┌────────
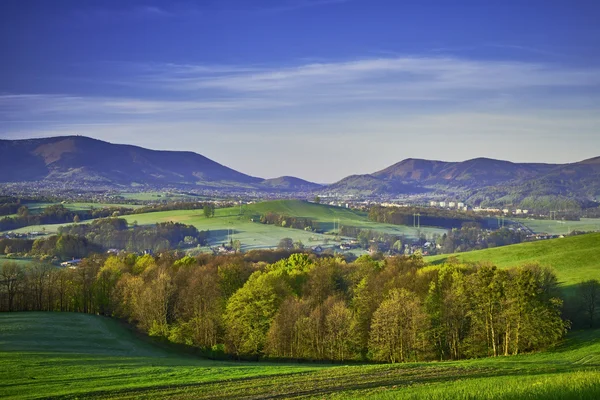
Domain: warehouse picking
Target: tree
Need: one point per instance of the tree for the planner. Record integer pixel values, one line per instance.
(286, 244)
(23, 211)
(397, 326)
(11, 277)
(209, 210)
(588, 293)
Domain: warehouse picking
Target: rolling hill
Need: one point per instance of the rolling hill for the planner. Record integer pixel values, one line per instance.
(78, 159)
(82, 159)
(574, 259)
(482, 179)
(69, 355)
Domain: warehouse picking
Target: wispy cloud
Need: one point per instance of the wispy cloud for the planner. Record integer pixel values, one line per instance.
(406, 84)
(300, 4)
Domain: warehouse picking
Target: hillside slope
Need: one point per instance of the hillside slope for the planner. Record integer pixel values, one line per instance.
(82, 159)
(484, 179)
(575, 258)
(88, 356)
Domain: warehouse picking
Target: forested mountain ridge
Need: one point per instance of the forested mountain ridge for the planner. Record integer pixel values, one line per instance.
(82, 159)
(483, 179)
(479, 181)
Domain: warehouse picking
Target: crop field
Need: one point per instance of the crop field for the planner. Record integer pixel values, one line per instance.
(67, 355)
(255, 235)
(22, 261)
(159, 196)
(37, 208)
(574, 259)
(561, 227)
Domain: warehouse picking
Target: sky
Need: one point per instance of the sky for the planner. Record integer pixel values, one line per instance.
(318, 89)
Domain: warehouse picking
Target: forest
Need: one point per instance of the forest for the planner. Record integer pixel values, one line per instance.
(288, 221)
(261, 306)
(56, 214)
(427, 216)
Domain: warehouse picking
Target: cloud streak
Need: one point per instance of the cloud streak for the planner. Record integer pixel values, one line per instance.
(406, 84)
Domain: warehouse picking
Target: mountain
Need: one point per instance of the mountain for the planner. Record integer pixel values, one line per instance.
(80, 159)
(290, 183)
(483, 181)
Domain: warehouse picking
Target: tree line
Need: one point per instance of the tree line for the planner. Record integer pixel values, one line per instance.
(428, 216)
(303, 307)
(288, 221)
(56, 214)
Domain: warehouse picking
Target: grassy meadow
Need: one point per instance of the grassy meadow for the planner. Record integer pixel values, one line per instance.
(574, 259)
(66, 355)
(254, 235)
(561, 227)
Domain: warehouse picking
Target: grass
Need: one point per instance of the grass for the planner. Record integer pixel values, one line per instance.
(561, 227)
(574, 259)
(65, 355)
(254, 235)
(21, 261)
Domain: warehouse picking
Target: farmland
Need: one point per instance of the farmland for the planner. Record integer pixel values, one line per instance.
(243, 223)
(66, 355)
(573, 259)
(553, 227)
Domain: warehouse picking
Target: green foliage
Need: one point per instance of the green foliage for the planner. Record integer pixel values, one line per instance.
(83, 356)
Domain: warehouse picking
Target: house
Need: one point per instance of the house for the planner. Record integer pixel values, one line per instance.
(71, 264)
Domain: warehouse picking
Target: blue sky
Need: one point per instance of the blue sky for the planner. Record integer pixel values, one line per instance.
(318, 89)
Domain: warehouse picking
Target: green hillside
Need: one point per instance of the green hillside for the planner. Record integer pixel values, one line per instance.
(574, 258)
(253, 234)
(66, 355)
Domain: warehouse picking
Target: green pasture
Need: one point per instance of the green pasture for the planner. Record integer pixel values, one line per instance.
(574, 259)
(20, 261)
(67, 355)
(243, 223)
(553, 227)
(158, 196)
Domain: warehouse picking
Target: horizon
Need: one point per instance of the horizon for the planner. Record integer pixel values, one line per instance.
(371, 83)
(299, 177)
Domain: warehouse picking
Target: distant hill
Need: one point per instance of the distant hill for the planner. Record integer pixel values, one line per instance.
(574, 258)
(290, 183)
(484, 180)
(481, 181)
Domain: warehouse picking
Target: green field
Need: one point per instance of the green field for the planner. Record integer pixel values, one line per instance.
(36, 208)
(561, 227)
(254, 235)
(574, 259)
(21, 261)
(159, 196)
(66, 355)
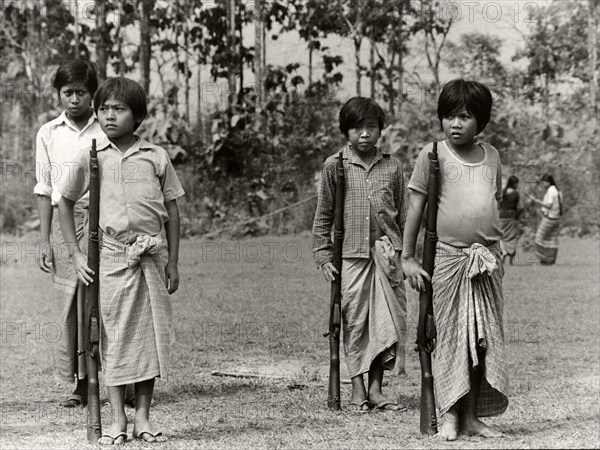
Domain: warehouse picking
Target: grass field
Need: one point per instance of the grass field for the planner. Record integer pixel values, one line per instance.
(260, 306)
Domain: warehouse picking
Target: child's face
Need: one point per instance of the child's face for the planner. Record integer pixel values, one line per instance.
(75, 99)
(116, 118)
(460, 127)
(364, 136)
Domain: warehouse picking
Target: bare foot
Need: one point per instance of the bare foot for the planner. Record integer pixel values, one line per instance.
(476, 427)
(359, 400)
(145, 431)
(115, 435)
(449, 428)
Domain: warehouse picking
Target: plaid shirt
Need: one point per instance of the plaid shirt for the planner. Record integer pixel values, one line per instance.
(381, 188)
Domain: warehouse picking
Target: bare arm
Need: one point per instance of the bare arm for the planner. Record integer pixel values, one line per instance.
(45, 210)
(173, 238)
(411, 267)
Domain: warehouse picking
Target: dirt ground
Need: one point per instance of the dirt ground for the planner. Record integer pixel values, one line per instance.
(259, 308)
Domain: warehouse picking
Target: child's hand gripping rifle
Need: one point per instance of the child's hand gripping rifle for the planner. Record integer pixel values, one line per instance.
(426, 326)
(92, 321)
(335, 313)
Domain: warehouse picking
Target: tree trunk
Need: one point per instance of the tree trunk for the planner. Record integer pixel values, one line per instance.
(240, 49)
(199, 121)
(186, 68)
(258, 53)
(372, 66)
(76, 30)
(145, 8)
(231, 44)
(100, 39)
(401, 60)
(593, 52)
(357, 42)
(310, 50)
(119, 38)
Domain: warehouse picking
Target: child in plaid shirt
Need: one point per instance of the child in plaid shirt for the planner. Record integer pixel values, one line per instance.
(373, 296)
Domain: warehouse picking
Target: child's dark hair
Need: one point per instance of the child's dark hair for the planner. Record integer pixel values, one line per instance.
(358, 109)
(511, 183)
(123, 90)
(475, 97)
(76, 70)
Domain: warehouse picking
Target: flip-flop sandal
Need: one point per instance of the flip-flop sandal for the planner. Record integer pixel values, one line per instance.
(148, 436)
(73, 401)
(116, 439)
(359, 407)
(383, 406)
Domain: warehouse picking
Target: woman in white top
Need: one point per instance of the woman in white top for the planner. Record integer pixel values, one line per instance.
(546, 238)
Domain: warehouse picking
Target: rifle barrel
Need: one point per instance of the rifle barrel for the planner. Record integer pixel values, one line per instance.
(91, 329)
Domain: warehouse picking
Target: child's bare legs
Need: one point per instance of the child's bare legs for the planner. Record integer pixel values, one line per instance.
(376, 397)
(359, 394)
(143, 398)
(469, 423)
(116, 397)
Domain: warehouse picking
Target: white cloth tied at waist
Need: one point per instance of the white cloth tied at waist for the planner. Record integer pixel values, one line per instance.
(143, 245)
(385, 257)
(481, 261)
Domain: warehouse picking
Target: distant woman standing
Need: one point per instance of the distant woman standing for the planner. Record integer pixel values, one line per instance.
(510, 209)
(546, 238)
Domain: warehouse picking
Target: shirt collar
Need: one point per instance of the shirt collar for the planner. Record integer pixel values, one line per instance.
(140, 144)
(353, 159)
(62, 119)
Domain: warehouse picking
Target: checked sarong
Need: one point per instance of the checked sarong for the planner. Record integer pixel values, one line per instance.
(135, 309)
(468, 308)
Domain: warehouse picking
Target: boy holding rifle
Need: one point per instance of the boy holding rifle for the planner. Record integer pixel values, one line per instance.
(469, 369)
(56, 143)
(138, 269)
(373, 296)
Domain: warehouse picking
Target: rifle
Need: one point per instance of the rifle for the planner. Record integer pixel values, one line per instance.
(335, 313)
(92, 325)
(426, 332)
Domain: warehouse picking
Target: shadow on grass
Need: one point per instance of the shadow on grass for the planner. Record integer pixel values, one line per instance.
(210, 390)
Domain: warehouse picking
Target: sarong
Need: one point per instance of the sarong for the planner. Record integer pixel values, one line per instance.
(546, 240)
(510, 235)
(468, 307)
(135, 310)
(374, 310)
(68, 294)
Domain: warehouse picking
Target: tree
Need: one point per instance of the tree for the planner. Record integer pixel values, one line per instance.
(145, 8)
(388, 34)
(435, 27)
(477, 56)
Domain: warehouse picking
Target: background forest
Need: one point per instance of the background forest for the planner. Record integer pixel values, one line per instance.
(256, 132)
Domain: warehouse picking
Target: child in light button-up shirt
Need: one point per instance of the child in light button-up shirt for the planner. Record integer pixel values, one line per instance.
(138, 269)
(57, 143)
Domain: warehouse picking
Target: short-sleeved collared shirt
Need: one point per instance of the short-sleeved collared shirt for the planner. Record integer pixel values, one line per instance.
(56, 146)
(134, 187)
(379, 193)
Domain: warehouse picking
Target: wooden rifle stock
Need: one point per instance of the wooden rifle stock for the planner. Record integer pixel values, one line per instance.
(92, 322)
(335, 313)
(426, 326)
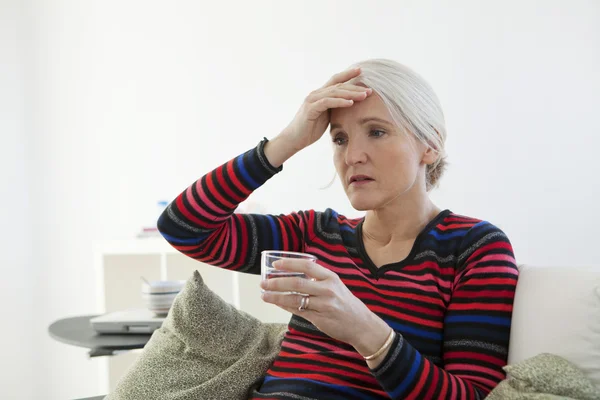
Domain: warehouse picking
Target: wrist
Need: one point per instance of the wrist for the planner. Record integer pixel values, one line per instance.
(372, 337)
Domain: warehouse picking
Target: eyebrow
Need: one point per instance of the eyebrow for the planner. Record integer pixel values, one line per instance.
(364, 121)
└────────
Count the lines in the listing above that contain the word "horizon" and give only that number.

2